• **Selected extract**:
#####
Readers of romance fiction enjoy tales of alpha males and forced seduction. Could they still be considered feminists?

by Batya Ungar-Sargon + BIO

Cover art for the novel Untamed Fire. Image courtesy the artist Ed Tadiello

Vivienne Charles has a problem: the heroine of Lilah Pace’s erotic romance Asking for It (2015) can experience sexual satisfaction only if she imagines herself being raped, which causes her endless shame. Enter the rugged, mysterious Jonah Marks, who ‘looks as though someone took the macho ideal of a masculine form and brought it almost to the breaking point’.

Jonah instantly arouses Vivienne’s wildest fantasies, filling her mind with visions she abhors yet which excite her tremendously, ‘visions of him bending me over the back of my car, pushing up the skirt of my sundress. Of him pulling me into the backseat, putting my hand on his cock, whispering, Time to thank me.’ When Jonah finds out about these fantasies, he offers to fulfill them; like a true gentleman, he wants to ‘rape’ her in a way that will be safe and comfortable. But will Vivienne be able to overcome her own self-loathing to enjoy the consummation of her darkest desires?

The true hero of Asking for It is unmistakably Doreen, Vivienne’s intelligent, sympathetic psychologist. ‘Rape fantasies are among the most common sexual fantasies women have,’ she tells Vivienne (and the reader). ‘The fantasy isn’t your problem; it’s the extremity of your fixation on it.’

With Doreen’s careful guidance, Asking for It takes the reader on a journey through the gap between fantasy and reality, celebrating the deep arousal lingering at the borders of consent. These are ideas that implicitly inform many books in the romance genre. While most aren’t as explicit as Asking for It, the trope of the domineering, protective and well-endowed (physically and financially) alpha male is still a staple, as are power differentials between the hero and heroine. And though it’s not as common any more, questionable consent – even rape – haunts the genre’s recent past.

Evidence of the enduring hold of these tropes on the female imagination can be found in the runaway success of E L James’ Fifty Shades of Grey (2011), about virginal Anastasia, and Christian, the billionaire who wishes to own her. Selling more than 125 million copies worldwide, the series remains hugely popular despite being panned for its writing. It also contains scenes of explicit sadomasochism.
#####
• **Short problem 1**: According to the essay on romance fiction, how many copies has the Fifty Shades series sold worldwide?
• **Short problem 2**: Repeat the passage of the essay on romance fiction that begins at the words "Vivienne Charles has" and stops after "the breaking point’.".
• **Short problem 3**: Write what comes next in the essay on romance fiction, picking up after its final sentence.

• **Information supplied**:
#####
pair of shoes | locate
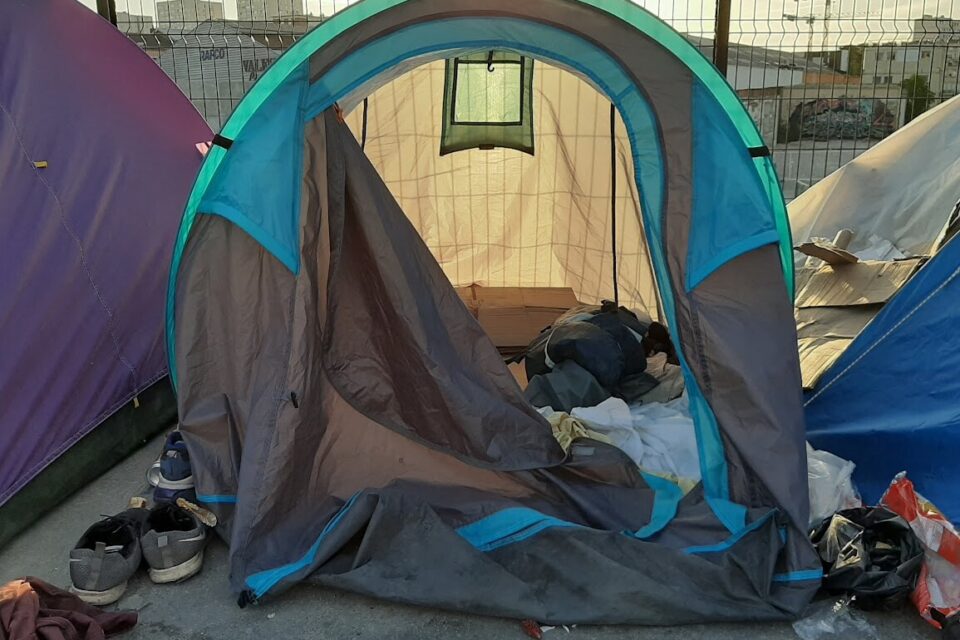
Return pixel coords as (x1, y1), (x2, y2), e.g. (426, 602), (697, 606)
(147, 431), (197, 504)
(70, 501), (207, 606)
#####
• **Final answer 1**: More than 125 million copies.

• **Final answer 2**:
Vivienne Charles has a problem: the heroine of Lilah Pace’s erotic romance Asking for It (2015) can experience sexual satisfaction only if she imagines herself being raped, which causes her endless shame. Enter the rugged, mysterious Jonah Marks, who ‘looks as though someone took the macho ideal of a masculine form and brought it almost to the breaking point’.

• **Final answer 3**:
The Fifty Shades phenomenon manifested an uncomfortable paradox, one that gets only starker with every gain of the women’s movement. Why do women who have never been so free, so empowered, and so highly aware of the importance of consent continue to enjoy these retrograde tropes?

‘I am of the opinion that a genre that is written by women, for women, about women, about the female experience, even if that experience is codified and structured within patriarchal, established boundaries, is inherently feminist,’ says Sarah Wendell, co-founder of Smart Bitches, Trashy Books, a US-based website devoted to reviewing romance novels through a critical lens.

Wendell grants readers of all socioeconomic and educational backgrounds permission to enjoy their fantasies – be they feminist, sadomasochistic, paranormal, or male-on-male. For Wendell, this permission is the genre’s beating heart. ‘With romance, you are placing a centrepiece, a focus, on women’s sexuality as a healthy and important thing,’ she said. ‘Her orgasm is important! And so is her security, and so is her ability to access birth control.’

Unlike other spheres where female consumers are ignored, here women are everything. These readers populate a unique subculture. Devoted and voracious fans, they are catered to by an industry that recognises their value and by authors grateful for their interest. Unlike other genres, which treat women as accessories or plot devices to motivate a male hero, here women are the plot.

The very contradiction at the heart of romance fiction is a lesson: within feminism lies the permission, even the imperative, to enjoy, even if the fantasies you enjoy are not very feminist.

Romance novels have long been derided by the literary establishment as bodice-rippers manufactured to engage the lurid fantasies of frustrated housewives. Often, their authors suffer public disdain, viewed as the sordid peddlers of a mysterious and unfortunate contraband – female desire.

But many books that are cornerstones of literary history are essentially romances. Take what’s considered one of the first novels: Pamela, Or Virtue Rewarded (1740) by Samuel Richardson. It follows the melodrama of a 15-year-old maid who resists the aggressive sexual advances of her master, only to be rewarded with a marriage proposal. Pamela possesses all the hallmarks of a romance – a heroine you can root for, an alpha male to fall in love with, and a happy ending, or H E A as it’s known in the industry, for ‘happily ever after’. Today, Pamela is regarded as a classic of literature, but at the time it received its fair share of mockery, including a spoof, Henry Fielding’s Shamela (1741).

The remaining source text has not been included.